[Region labeling entries]
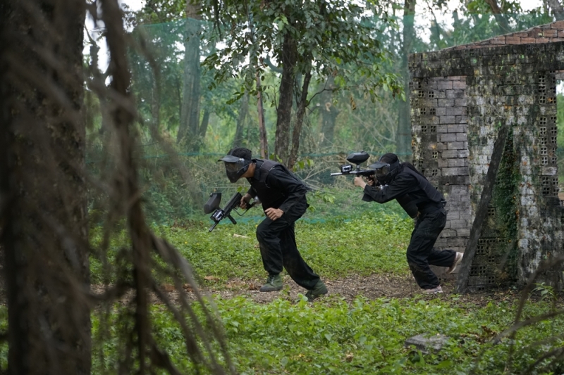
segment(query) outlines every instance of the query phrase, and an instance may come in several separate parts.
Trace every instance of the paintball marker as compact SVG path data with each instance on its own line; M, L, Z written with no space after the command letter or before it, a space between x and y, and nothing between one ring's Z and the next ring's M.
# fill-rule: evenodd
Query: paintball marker
M374 173L376 171L374 170L361 170L360 165L364 163L366 160L368 160L370 155L368 155L368 153L366 151L360 151L357 153L352 153L347 156L347 161L352 163L356 164L357 167L355 169L352 169L352 165L351 164L345 164L341 166L341 172L338 173L331 173L331 176L343 176L346 174L355 174L357 176L366 176L369 177Z
M235 193L233 196L231 197L231 199L227 202L227 204L225 205L223 210L219 208L219 203L221 201L221 193L212 193L209 194L209 199L208 199L206 204L204 205L204 212L209 214L213 211L214 213L212 214L212 216L209 217L210 219L214 220L214 225L209 228L209 231L214 230L216 226L219 224L219 222L225 219L226 217L228 217L231 222L233 224L237 224L237 222L235 221L233 216L231 216L231 211L235 210L237 212L237 215L239 216L243 216L245 212L246 212L249 208L255 205L257 203L257 199L255 198L255 202L252 204L247 205L247 210L245 210L245 212L243 214L240 214L237 212L237 208L239 207L239 204L241 203L241 198L243 196L240 193Z

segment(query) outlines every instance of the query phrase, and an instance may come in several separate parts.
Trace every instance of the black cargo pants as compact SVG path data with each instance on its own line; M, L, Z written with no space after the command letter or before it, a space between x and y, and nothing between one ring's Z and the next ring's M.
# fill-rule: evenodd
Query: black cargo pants
M307 207L304 198L276 220L266 217L257 227L257 239L262 264L269 274L279 274L283 267L298 285L309 290L313 288L319 277L302 258L294 231L294 223L305 213Z
M438 209L418 217L411 234L407 264L417 284L424 289L436 288L440 284L429 265L450 267L454 262L455 251L439 250L433 247L446 224L446 211Z

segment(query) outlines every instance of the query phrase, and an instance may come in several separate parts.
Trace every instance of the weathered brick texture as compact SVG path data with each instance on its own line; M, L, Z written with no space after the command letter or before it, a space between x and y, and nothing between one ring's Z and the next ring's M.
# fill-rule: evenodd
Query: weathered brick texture
M556 84L564 77L563 41L558 21L410 56L414 164L448 201L437 247L465 249L498 129L510 128L472 289L525 282L562 251Z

• _Exercise prompt_: Recast every line of the listing above as a numbered list, leaving out the blank lines. Omit the pictures from your answer.

• _Solution_:
1. segment(query) outlines every instance of the query phrase, and an instance may come in several separate parts.
2. Trace every instance of the paintball marker as compact SVG path data with each instance on its own line; M, L, Z written with no space after the command letter or before it, a space between x and y, and nothing between one ring's Z and the next ring's M.
3. # fill-rule: evenodd
4. Query: paintball marker
5. M374 173L376 171L374 170L361 170L360 165L364 163L366 160L368 160L370 155L368 155L368 153L366 151L360 151L357 153L352 153L347 156L347 161L352 163L356 164L357 167L355 169L352 169L352 165L351 164L345 164L341 166L341 172L338 173L331 173L331 176L343 176L346 174L355 174L357 176L366 176L369 177Z
6. M235 193L233 196L231 197L231 199L227 202L227 204L225 205L223 210L219 208L219 203L221 201L221 193L212 193L209 194L209 199L208 199L206 204L204 205L204 212L209 214L213 211L214 213L212 214L212 216L209 217L210 219L214 220L214 225L209 228L209 231L214 230L216 226L219 224L219 222L225 219L226 217L228 217L231 222L233 224L237 224L237 222L235 221L233 216L231 216L231 211L235 210L237 212L237 215L239 216L243 216L245 212L246 212L249 208L255 205L257 203L257 199L255 198L255 202L252 204L247 205L247 210L245 210L245 212L243 214L240 214L237 212L237 208L239 207L239 204L241 203L241 198L243 196L240 193Z
7. segment(query) outlines every instance of the query phrase, and an instance may come in several separate parts.
8. Trace every instance of the black cargo pants as compact SVG path data with each instance on its own line; M, L, Z written with no space after the command letter or before it, a space between x and y, and nothing between one ring's Z and the next ring's M.
9. # fill-rule: evenodd
10. Query: black cargo pants
11. M307 207L304 198L276 220L266 217L257 227L257 239L262 264L269 274L279 274L283 267L298 285L309 290L313 288L319 277L302 258L294 231L294 223L305 213Z
12. M438 209L418 217L411 234L407 264L417 284L424 289L436 288L440 284L429 265L450 267L454 262L455 251L439 250L433 247L446 224L446 211Z
13. segment(query) outlines every instance of the query phrase, and an instance may come in several separate parts.
14. Trace every instance of the weathered brick texture as compact SVG path data with each instance on its own line; M, L, Z written with no space after the command letter or before it, a space between x and y, and nothing between one ring's Z and the next ring's M.
15. # fill-rule: evenodd
16. Query: weathered brick texture
17. M556 84L564 77L563 41L558 21L410 56L414 164L448 201L437 247L465 249L498 129L510 128L472 289L525 282L562 251Z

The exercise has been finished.